## [Exercise description]
Copy out only the span from the line with "Practice step: label each instance of the wispy" to the end of the data, both ends kept, word for word.

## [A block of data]
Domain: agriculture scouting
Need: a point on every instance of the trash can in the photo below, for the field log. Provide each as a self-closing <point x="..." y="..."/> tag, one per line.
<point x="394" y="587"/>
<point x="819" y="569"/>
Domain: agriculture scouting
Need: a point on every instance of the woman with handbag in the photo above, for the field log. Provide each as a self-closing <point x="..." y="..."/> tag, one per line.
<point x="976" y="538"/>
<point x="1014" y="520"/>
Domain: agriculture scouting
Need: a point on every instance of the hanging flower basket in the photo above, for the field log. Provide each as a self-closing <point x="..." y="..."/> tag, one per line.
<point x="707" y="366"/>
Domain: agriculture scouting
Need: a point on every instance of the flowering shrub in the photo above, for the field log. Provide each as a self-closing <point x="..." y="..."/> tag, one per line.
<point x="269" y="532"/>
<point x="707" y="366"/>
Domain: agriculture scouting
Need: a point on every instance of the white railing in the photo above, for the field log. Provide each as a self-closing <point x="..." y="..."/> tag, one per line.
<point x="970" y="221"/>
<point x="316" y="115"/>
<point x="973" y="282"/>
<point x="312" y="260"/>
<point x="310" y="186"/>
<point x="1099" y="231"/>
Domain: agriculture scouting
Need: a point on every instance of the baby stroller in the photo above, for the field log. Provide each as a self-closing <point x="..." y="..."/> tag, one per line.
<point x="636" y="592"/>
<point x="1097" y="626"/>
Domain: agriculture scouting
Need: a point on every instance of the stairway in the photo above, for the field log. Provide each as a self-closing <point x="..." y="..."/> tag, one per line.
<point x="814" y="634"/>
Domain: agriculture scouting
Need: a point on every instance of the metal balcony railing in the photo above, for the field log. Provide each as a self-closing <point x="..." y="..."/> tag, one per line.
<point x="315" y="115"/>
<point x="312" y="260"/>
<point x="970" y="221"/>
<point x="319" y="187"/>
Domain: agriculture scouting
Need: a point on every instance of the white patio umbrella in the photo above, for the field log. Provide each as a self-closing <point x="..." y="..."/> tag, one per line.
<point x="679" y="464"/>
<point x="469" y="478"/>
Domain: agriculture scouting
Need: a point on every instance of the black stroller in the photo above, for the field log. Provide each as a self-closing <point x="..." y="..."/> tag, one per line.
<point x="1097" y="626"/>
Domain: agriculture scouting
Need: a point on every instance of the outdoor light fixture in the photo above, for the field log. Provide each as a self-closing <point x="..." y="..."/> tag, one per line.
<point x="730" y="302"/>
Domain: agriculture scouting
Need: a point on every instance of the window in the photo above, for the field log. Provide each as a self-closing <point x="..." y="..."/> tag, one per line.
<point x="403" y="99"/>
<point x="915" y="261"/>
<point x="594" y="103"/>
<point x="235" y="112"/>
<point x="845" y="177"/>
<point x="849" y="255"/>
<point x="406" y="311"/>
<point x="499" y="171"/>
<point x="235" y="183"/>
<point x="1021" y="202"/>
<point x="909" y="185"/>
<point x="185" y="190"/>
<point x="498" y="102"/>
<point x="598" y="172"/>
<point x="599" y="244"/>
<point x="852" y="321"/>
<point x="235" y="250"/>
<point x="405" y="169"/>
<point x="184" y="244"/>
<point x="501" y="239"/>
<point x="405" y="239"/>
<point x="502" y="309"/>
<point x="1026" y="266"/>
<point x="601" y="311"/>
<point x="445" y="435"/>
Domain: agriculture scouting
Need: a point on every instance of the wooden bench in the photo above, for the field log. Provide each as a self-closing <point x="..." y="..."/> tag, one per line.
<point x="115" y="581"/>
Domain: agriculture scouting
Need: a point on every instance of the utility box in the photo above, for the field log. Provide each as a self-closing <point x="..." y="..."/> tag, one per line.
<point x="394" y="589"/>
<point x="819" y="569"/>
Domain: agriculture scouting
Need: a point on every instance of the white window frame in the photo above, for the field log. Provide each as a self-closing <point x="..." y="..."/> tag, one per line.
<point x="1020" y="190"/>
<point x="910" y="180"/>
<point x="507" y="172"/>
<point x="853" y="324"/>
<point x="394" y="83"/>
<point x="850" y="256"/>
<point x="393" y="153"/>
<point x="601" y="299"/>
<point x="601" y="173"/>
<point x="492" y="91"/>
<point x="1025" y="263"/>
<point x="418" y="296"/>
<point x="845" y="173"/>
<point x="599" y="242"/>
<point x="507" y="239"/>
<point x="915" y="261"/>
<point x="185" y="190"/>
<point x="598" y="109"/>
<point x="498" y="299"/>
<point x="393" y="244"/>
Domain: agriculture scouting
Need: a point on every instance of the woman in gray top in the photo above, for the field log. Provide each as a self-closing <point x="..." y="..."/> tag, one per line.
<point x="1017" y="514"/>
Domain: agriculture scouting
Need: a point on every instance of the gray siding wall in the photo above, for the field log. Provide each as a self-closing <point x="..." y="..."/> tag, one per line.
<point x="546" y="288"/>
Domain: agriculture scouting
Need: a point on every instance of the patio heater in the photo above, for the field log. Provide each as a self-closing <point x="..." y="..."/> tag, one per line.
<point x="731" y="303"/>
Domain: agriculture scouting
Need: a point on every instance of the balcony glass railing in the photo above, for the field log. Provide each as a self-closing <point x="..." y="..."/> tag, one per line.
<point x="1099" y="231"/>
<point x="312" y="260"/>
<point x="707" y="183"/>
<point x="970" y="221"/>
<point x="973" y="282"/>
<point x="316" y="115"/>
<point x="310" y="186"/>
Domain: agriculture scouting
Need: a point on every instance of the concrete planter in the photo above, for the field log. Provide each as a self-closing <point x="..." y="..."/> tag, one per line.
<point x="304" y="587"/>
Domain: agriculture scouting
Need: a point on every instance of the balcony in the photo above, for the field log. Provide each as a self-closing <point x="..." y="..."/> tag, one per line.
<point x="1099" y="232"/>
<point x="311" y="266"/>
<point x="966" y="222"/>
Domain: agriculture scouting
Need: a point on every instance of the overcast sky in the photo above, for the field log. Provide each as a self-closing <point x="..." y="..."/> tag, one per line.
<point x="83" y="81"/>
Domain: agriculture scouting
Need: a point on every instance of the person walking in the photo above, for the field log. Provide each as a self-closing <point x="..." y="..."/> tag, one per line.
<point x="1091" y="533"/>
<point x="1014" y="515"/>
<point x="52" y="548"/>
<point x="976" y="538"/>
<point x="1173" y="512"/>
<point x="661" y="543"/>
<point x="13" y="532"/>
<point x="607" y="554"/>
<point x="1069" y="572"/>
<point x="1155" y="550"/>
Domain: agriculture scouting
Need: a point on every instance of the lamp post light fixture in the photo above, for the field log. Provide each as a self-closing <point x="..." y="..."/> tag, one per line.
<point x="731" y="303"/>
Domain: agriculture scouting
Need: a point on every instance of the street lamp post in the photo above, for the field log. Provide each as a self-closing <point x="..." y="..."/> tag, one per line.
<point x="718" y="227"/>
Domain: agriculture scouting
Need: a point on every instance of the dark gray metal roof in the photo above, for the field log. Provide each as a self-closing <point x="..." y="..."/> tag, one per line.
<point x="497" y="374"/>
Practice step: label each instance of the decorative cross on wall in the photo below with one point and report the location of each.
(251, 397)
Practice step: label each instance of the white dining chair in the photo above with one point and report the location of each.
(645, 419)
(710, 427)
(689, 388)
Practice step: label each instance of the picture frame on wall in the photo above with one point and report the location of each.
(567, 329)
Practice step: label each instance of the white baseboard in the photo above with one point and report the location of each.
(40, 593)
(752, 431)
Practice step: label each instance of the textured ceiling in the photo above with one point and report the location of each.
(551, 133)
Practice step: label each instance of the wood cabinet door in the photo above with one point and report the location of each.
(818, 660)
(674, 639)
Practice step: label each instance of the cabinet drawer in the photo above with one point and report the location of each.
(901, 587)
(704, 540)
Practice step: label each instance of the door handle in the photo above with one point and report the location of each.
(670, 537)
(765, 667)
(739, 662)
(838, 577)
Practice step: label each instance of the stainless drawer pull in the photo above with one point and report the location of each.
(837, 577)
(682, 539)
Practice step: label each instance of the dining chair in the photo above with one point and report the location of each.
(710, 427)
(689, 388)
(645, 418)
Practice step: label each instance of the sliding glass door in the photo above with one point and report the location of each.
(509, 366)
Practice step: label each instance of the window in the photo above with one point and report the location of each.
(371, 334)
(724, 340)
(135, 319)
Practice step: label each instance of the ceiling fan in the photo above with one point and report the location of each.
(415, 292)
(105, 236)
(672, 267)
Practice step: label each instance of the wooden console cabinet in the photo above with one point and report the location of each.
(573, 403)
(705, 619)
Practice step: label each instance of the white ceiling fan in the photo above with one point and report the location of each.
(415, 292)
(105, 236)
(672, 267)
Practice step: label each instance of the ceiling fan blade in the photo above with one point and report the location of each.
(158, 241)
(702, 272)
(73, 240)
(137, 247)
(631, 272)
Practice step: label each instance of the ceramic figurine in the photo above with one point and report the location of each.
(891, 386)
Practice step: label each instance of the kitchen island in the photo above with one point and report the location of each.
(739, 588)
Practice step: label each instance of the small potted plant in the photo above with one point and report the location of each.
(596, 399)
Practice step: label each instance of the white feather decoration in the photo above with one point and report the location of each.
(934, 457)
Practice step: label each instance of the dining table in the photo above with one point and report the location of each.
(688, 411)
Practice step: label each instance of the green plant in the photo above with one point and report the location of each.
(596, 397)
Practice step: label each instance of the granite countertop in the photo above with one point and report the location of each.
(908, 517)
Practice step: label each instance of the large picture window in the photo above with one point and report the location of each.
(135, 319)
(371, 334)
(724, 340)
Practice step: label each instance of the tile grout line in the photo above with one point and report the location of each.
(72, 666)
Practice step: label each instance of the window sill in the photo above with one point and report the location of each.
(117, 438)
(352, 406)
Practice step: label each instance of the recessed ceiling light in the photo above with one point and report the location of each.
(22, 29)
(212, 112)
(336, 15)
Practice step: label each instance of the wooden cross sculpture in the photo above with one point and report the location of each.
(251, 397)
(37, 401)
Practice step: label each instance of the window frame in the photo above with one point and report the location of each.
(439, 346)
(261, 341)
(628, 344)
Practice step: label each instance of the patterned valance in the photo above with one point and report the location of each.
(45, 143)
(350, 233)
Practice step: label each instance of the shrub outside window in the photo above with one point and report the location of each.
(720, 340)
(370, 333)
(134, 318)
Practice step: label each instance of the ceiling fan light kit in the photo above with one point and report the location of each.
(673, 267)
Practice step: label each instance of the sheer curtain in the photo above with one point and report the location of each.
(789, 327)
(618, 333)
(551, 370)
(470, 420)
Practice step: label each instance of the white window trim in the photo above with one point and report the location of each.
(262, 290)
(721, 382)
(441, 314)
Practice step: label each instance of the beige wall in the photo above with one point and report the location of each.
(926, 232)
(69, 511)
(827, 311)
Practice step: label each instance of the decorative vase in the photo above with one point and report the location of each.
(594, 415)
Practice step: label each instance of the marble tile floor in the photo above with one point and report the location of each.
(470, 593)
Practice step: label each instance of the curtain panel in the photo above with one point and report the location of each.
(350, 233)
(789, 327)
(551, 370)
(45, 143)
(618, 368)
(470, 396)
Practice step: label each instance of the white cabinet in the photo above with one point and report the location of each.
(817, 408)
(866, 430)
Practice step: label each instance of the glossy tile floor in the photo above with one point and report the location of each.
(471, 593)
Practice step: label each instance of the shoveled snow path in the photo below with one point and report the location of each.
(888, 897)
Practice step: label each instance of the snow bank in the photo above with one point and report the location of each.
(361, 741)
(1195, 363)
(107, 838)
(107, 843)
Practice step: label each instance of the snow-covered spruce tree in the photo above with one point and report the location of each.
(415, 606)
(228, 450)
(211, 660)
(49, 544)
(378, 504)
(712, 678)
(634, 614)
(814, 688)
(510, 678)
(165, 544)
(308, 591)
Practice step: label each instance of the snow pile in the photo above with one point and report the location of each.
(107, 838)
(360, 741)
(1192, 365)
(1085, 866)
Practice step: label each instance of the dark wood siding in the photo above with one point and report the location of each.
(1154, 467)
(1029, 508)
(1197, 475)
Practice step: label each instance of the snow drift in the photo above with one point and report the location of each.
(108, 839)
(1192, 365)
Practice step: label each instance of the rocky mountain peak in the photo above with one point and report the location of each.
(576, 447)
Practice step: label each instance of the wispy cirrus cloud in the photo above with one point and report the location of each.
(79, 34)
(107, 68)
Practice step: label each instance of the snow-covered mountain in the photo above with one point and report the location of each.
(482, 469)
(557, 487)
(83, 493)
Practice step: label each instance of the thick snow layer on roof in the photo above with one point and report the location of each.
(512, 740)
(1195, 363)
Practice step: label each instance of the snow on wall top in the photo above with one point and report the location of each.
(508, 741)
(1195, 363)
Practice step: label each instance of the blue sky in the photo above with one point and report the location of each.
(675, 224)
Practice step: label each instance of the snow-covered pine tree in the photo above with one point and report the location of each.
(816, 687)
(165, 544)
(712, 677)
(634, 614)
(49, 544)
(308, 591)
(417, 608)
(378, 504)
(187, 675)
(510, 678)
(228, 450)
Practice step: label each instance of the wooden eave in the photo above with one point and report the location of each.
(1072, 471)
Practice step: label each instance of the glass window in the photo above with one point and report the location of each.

## [Reply]
Practice step: label each instance of the wispy cirrus cloud in the photo above with one point and report the location of each.
(79, 34)
(107, 68)
Practice step: label each instance of the snow-covered mountain in the photo above with one point and report the location of each.
(482, 469)
(557, 487)
(83, 493)
Practice step: label each instance of the thick snow layer on roof in the photo above with one point and report the location of each.
(512, 740)
(1195, 363)
Practice step: label each instance of the snow on wall top in the photo above with one point and report the location of each.
(508, 741)
(1195, 363)
Practice step: label each instance of the blue sky in the photo above with one point and report the location of each.
(675, 224)
Practice step: label each instance of the snow-covered pine tree in the photo above with one point and report the location of each.
(816, 687)
(165, 544)
(712, 677)
(634, 614)
(49, 544)
(308, 591)
(417, 608)
(378, 504)
(187, 675)
(510, 678)
(228, 450)
Practice step: label each instance of the wooden eave in the photo above with one point and report the location of each.
(1072, 471)
Practice step: label each instance of the glass window in the photo above with one point and report the location of each.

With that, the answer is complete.